State how many lines in the entries below contain the word "what". Give only the number.
- - -
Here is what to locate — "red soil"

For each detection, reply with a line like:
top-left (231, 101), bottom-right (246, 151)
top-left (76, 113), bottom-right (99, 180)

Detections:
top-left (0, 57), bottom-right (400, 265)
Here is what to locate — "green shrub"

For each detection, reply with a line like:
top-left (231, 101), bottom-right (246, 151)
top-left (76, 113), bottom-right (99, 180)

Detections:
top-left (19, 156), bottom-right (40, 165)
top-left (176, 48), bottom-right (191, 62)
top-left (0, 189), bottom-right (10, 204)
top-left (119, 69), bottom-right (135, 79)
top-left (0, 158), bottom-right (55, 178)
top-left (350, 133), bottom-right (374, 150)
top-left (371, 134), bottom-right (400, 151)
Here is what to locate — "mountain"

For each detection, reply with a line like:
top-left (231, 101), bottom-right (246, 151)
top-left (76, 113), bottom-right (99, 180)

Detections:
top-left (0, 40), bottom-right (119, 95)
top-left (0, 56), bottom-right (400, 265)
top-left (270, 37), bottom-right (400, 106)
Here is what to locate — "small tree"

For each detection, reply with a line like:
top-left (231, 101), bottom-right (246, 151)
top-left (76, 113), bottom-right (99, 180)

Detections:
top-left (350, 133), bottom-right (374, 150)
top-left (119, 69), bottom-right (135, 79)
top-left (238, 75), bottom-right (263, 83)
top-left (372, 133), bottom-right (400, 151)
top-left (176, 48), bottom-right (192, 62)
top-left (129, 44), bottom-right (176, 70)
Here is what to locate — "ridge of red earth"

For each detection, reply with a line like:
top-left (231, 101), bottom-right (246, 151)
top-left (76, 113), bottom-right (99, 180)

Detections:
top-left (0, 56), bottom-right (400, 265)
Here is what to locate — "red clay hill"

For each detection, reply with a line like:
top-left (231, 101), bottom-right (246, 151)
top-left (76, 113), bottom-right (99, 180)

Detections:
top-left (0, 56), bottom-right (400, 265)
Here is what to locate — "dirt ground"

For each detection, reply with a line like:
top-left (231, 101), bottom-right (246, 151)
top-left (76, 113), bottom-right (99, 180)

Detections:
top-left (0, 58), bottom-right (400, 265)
- - -
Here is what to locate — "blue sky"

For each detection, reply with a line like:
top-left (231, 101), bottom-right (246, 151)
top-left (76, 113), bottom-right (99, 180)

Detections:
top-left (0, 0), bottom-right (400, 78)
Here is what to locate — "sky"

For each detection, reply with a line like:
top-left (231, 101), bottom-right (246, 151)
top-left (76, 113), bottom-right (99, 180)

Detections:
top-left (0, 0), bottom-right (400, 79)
- - -
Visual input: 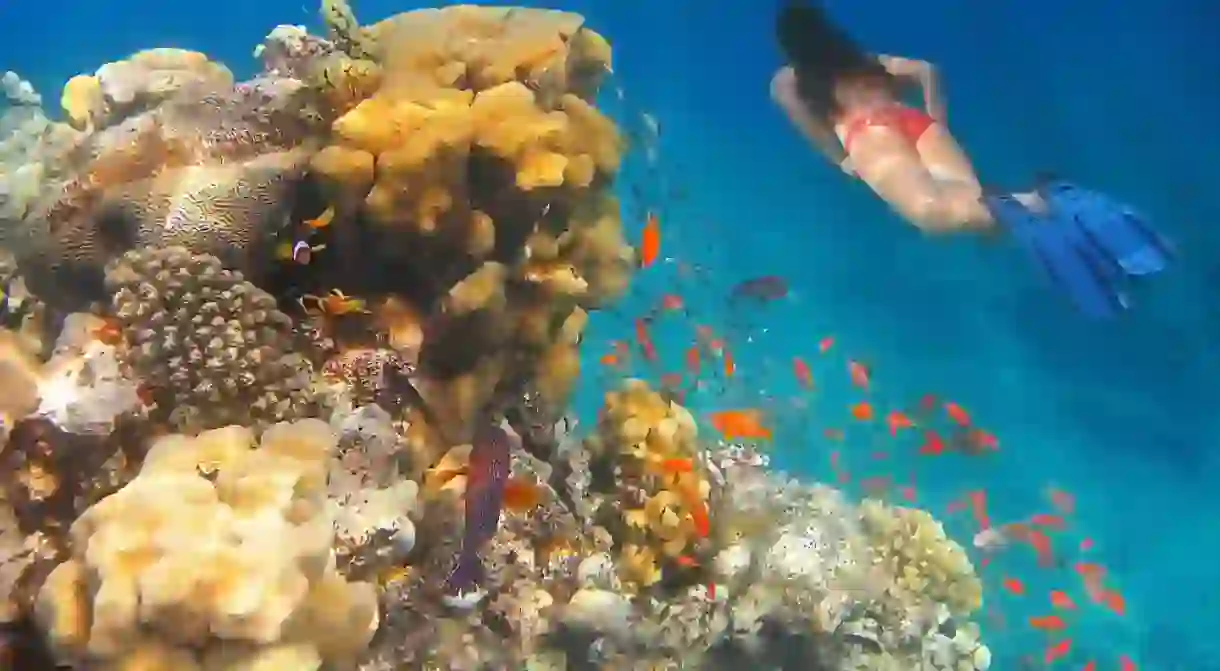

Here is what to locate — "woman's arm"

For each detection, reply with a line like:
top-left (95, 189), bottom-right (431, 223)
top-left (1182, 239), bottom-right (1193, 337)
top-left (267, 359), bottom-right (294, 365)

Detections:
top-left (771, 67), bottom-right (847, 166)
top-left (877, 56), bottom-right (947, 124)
- - -
--- Exercise output ---
10